Records to process |

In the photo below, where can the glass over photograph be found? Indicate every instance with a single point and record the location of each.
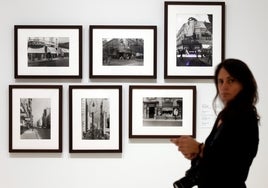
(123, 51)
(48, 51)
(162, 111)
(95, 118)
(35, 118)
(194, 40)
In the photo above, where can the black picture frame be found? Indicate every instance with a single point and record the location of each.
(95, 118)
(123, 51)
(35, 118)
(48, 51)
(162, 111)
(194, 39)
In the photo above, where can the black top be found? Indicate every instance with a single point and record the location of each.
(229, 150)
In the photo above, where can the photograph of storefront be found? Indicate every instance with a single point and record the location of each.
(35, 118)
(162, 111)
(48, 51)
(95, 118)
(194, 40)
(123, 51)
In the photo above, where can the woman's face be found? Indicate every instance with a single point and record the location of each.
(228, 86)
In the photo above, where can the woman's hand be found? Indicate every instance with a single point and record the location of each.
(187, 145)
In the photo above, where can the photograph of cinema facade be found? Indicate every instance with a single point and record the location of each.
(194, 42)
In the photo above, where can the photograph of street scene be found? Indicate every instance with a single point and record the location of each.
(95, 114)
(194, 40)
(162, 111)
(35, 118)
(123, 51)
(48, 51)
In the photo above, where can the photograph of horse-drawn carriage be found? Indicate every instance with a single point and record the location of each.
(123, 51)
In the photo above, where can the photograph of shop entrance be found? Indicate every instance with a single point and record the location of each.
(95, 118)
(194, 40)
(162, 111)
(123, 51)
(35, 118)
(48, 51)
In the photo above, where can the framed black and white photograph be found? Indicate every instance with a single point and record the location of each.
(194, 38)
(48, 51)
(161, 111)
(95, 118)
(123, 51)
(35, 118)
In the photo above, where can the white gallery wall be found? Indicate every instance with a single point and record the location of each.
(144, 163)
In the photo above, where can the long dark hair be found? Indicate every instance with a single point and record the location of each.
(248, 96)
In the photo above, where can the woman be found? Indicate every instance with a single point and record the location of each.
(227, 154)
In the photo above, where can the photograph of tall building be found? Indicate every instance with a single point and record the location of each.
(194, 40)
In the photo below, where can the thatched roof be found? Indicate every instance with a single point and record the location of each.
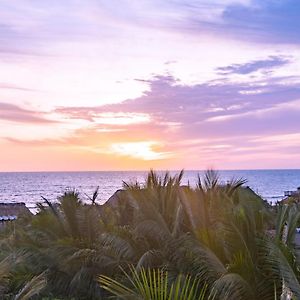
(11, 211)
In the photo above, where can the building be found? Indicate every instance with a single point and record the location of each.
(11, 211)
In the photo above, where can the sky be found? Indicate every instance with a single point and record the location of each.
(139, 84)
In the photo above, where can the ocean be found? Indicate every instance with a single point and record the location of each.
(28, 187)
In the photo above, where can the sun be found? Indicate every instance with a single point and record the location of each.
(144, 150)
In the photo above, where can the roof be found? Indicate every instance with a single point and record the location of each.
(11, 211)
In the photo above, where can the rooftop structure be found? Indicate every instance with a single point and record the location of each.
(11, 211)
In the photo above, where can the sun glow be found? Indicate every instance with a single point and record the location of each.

==

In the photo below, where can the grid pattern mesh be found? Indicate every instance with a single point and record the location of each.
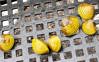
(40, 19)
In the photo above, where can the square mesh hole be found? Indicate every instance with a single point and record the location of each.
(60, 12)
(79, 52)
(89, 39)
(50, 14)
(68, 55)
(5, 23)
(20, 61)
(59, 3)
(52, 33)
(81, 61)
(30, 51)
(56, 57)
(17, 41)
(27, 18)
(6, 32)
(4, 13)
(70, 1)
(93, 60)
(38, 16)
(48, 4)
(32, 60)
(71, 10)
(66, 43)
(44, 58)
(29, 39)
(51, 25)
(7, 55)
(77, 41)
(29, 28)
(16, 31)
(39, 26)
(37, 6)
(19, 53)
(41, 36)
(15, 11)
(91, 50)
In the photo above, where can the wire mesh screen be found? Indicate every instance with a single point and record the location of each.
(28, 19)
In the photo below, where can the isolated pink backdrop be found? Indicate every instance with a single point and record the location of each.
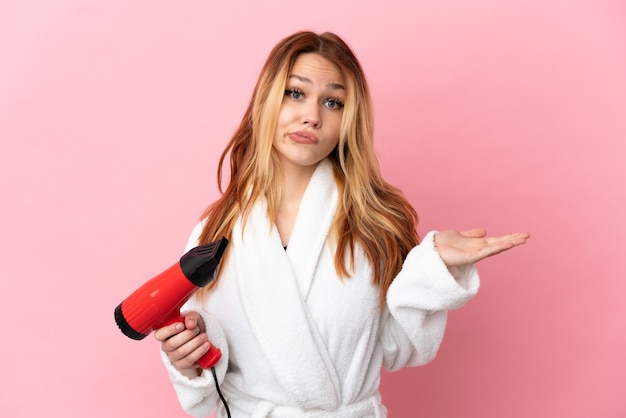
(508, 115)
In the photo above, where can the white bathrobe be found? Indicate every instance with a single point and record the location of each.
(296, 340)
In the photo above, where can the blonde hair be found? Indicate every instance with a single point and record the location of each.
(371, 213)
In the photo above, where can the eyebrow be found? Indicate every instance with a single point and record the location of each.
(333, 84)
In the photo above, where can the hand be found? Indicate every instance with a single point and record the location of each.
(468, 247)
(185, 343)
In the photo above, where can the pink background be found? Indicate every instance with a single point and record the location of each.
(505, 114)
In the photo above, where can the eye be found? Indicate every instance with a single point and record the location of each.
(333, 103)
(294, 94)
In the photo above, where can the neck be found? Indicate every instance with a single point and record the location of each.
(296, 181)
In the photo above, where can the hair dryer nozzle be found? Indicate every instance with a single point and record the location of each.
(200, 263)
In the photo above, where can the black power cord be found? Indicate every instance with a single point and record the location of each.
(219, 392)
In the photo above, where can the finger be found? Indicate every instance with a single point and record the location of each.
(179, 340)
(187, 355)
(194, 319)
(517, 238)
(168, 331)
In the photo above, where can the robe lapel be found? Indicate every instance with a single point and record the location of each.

---

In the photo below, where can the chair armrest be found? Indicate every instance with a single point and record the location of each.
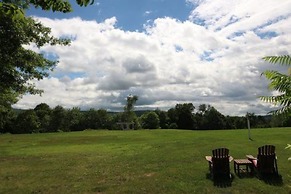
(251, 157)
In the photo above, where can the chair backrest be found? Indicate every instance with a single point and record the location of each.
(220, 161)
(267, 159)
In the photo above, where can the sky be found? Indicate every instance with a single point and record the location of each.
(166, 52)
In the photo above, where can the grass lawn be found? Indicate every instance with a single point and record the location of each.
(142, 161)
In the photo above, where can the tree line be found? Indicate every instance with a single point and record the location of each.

Work required | Rescale the stretch of records above from the line containing "In the photo above, where can the black power" through the line containing "In the photo above, where can the robe", including both of those lines. Reproduce every line in that stretch, multiplying each coordinate by 0.55 and rounding to the nearest whole number with halves rounded up, and leave all other text unchanged.

Answer in full |
In the photo above, where can the black power cord be found? Indicate every instance with a single point and record the location of each.
(120, 216)
In the photo above, where can the finger be found? Indicate every instance with a single point and record the location of each.
(98, 187)
(103, 195)
(107, 175)
(284, 131)
(92, 182)
In the photo above, where can the robe lapel be found? Indicate every instance with a single point and record the location of each.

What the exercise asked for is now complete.